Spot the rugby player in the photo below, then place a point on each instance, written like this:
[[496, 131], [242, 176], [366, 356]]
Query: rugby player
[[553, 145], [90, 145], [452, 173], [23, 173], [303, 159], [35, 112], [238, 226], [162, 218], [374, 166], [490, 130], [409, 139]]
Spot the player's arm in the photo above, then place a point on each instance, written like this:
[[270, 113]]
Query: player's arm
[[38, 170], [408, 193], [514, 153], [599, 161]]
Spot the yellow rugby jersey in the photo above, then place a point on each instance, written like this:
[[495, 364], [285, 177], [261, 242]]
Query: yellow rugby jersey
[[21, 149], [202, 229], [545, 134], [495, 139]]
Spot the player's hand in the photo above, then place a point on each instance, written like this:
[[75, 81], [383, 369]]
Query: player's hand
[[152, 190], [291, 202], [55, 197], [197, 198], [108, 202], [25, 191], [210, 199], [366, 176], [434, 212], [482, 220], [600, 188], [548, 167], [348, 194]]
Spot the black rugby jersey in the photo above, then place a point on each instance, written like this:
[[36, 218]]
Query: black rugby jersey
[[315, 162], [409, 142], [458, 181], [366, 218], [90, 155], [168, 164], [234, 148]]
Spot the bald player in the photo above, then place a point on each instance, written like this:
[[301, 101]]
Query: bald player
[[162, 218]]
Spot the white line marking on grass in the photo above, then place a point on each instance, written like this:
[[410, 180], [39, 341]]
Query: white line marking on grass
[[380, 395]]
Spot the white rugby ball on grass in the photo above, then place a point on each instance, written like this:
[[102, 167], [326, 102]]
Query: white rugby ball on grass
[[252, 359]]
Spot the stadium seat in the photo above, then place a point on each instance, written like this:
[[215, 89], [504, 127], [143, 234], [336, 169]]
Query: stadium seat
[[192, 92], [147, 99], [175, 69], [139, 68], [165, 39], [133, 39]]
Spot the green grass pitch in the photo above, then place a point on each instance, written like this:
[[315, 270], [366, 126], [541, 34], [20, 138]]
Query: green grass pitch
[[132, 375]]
-.-.-
• What you will do: Copy the listing word for word, leaving nothing out.

• Written answer:
Spot the rugby player in the photo below, then place a point on each instance, written like this:
[[496, 131], [242, 176], [366, 356]]
Query: rugby player
[[553, 145], [90, 145], [452, 173], [23, 173], [303, 159], [35, 112], [238, 226], [162, 218], [374, 166], [490, 130], [409, 139]]
Spot the player's arm in the photo above, then place a point on each instance, written like this:
[[270, 113]]
Query: player's arm
[[38, 170], [408, 193], [514, 153], [599, 161]]
Spot the yellow rugby jersey in the photo above, then place a point on each instance, written like this:
[[495, 364], [285, 177], [261, 242]]
Query: yellow rugby jersey
[[21, 149], [202, 229], [545, 134], [495, 139]]
Spot the player's hand in the photo above, then place a point on each instance, written like this:
[[75, 81], [383, 369]]
Query: player's hand
[[152, 190], [291, 202], [55, 197], [197, 198], [108, 202], [25, 191], [210, 199], [366, 176], [434, 212], [482, 220], [600, 188], [548, 167], [348, 194]]
Spot the black rugby jersey in the photo above, then place a point on each instance, written like this:
[[36, 218]]
Query: black rugby jersey
[[315, 162], [409, 142], [458, 181], [366, 218], [90, 155], [168, 164], [234, 148]]
Spot the bald player in the photo above, then place a point on each instance, written like this:
[[301, 101]]
Query: bald player
[[162, 218]]
Spot the white line marking on grass in the photo above, then place a point on each instance, written like this:
[[410, 180], [39, 341]]
Query: white line marking on grass
[[380, 395]]
Spot the white rugby ball on grass in the photo above, then place a point on each instance, written like this:
[[102, 167], [326, 102]]
Query: white rugby ball on grass
[[252, 359]]
Spot the stadium seat in the photo above, then place a point on each instance, written like this:
[[215, 89], [504, 127], [143, 234], [336, 169]]
Query: stadium seat
[[192, 92], [147, 99], [175, 69], [139, 68], [165, 39], [133, 39]]
Spot the green grass pitch in the photo above, then place a point on each instance, written like this:
[[315, 270], [366, 126], [541, 34], [20, 138]]
Query: green grass pitch
[[132, 375]]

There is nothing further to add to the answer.